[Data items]

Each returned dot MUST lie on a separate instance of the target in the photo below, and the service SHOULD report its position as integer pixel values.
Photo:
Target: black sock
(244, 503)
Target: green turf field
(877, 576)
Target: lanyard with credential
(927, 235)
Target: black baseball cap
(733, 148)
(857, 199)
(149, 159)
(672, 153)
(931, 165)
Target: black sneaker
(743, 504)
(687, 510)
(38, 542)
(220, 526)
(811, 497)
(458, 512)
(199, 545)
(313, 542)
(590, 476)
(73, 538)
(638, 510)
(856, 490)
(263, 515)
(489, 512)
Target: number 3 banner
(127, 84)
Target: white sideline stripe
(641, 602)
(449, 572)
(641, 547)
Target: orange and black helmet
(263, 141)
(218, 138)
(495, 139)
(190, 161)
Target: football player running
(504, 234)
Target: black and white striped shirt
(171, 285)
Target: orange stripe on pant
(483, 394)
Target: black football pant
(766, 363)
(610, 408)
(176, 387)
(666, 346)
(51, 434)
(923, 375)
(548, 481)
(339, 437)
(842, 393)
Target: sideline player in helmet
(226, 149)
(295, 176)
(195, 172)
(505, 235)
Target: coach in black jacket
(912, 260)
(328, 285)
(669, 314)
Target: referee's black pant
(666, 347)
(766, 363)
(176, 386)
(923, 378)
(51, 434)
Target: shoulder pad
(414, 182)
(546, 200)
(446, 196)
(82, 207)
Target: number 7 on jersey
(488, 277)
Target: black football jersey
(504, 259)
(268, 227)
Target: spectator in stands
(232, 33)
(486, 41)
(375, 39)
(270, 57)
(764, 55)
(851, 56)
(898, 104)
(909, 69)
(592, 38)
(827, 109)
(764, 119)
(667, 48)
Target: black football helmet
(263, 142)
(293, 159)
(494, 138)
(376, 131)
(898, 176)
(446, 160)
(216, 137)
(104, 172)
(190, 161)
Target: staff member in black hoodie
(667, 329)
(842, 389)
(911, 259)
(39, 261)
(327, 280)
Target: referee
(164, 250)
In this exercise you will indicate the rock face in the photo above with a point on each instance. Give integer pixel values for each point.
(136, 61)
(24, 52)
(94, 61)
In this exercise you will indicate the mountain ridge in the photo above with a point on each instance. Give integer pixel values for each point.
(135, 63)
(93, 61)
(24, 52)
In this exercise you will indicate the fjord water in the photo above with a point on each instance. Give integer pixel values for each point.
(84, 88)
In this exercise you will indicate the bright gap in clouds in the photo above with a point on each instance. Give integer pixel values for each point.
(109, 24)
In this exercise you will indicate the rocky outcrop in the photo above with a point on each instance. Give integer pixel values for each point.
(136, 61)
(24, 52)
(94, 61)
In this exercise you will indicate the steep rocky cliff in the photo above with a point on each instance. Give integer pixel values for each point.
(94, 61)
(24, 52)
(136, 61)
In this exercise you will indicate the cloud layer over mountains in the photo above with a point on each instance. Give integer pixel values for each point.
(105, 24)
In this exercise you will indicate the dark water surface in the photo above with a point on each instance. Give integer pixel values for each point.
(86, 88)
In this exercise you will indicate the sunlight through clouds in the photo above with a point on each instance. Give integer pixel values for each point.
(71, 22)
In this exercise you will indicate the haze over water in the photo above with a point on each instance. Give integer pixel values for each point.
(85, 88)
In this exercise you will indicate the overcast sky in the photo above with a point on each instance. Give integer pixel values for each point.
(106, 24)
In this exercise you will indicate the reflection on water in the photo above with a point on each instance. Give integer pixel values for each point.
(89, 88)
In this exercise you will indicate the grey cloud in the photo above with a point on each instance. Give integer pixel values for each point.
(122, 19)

Task goal. Repeat all the lines above verbatim.

Output for this exercise.
Each returned dot MUST lie on a separate instance of the target in the photo below, and the service SHOULD report its position as integer pixel values.
Photo:
Target: black sock
(244, 503)
Target: green turf field
(877, 576)
Target: lanyard with credential
(927, 235)
Target: black baseball cap
(733, 148)
(857, 199)
(149, 159)
(672, 153)
(931, 165)
Target: black sneaker
(743, 504)
(687, 510)
(38, 542)
(220, 526)
(811, 497)
(458, 512)
(199, 545)
(313, 542)
(590, 476)
(73, 538)
(638, 510)
(856, 490)
(263, 515)
(489, 512)
Target: number 3 banner
(127, 84)
Target: white sideline stripe
(641, 602)
(449, 572)
(641, 547)
Target: orange and black helmet
(263, 141)
(218, 138)
(495, 139)
(190, 161)
Target: football player running
(504, 234)
Target: black and white striped shirt
(171, 285)
Target: orange stripe on pant
(483, 394)
Target: black football pant
(766, 363)
(610, 408)
(176, 387)
(666, 346)
(51, 434)
(923, 375)
(548, 481)
(339, 437)
(842, 393)
Target: sideline player in helmet
(226, 149)
(295, 176)
(195, 172)
(505, 235)
Target: coach in black jacket
(912, 260)
(328, 285)
(669, 314)
Target: referee's black pant
(666, 347)
(766, 363)
(176, 386)
(923, 378)
(51, 434)
Target: shoulder pad
(414, 182)
(546, 200)
(446, 196)
(82, 207)
Target: number 7 on jersey
(488, 277)
Target: black football jersey
(504, 259)
(268, 227)
Target: spectator in stands
(232, 33)
(486, 41)
(375, 39)
(270, 57)
(764, 55)
(851, 56)
(898, 104)
(909, 69)
(592, 38)
(827, 109)
(764, 119)
(667, 48)
Target: black football helmet
(263, 142)
(293, 159)
(494, 138)
(376, 131)
(898, 176)
(446, 160)
(216, 137)
(104, 172)
(190, 161)
Target: staff member in black hoodie
(667, 329)
(842, 389)
(911, 259)
(39, 261)
(327, 280)
Target: referee
(164, 250)
In this exercise you will indicate the rock face in the photo above with a point on each instance. Give integer pixel values for each point.
(136, 61)
(24, 52)
(94, 61)
In this exercise you will indicate the mountain ridge in the photo above with a point on each instance. Give integer pixel values for each point.
(135, 63)
(93, 61)
(24, 52)
In this exercise you will indicate the fjord water in the photo above with a point on each instance. Give integer pixel values for each point.
(84, 88)
In this exercise you will indicate the bright gap in clouds in the photo above with a point on each instance. Give integer pixel values for each point.
(109, 24)
In this exercise you will indicate the rocky outcrop in the photo above with a point on each instance. Give integer pixel values for each point.
(136, 61)
(24, 52)
(94, 61)
In this exercise you will indicate the steep rocky cliff in the photo above with a point on each instance. Give integer pixel values for each point.
(94, 61)
(24, 52)
(136, 61)
In this exercise you will indicate the cloud layer over mountains in the photo above with a point on each instance. Give integer pixel values for each point.
(105, 24)
In this exercise you will indicate the dark water surface in the photo above with a point on each instance. Give integer pixel values for each point.
(86, 88)
In this exercise you will indicate the sunlight through clouds in the photo above with a point on each instance. Give integer pixel values for each point.
(71, 22)
In this exercise you will indicate the haze over water in the photo above with a point on each instance. Give integer pixel values for each point.
(85, 88)
In this exercise you will indicate the overcast sky in the photo above with a point on each instance. Give integer pixel values for each point.
(106, 24)
In this exercise you will indicate the reflection on water in the photo above with a point on each instance. Give integer pixel values for each point.
(89, 88)
In this exercise you will indicate the grey cloud in the photo above with a point on each instance. Give integer pixel values for each point.
(122, 19)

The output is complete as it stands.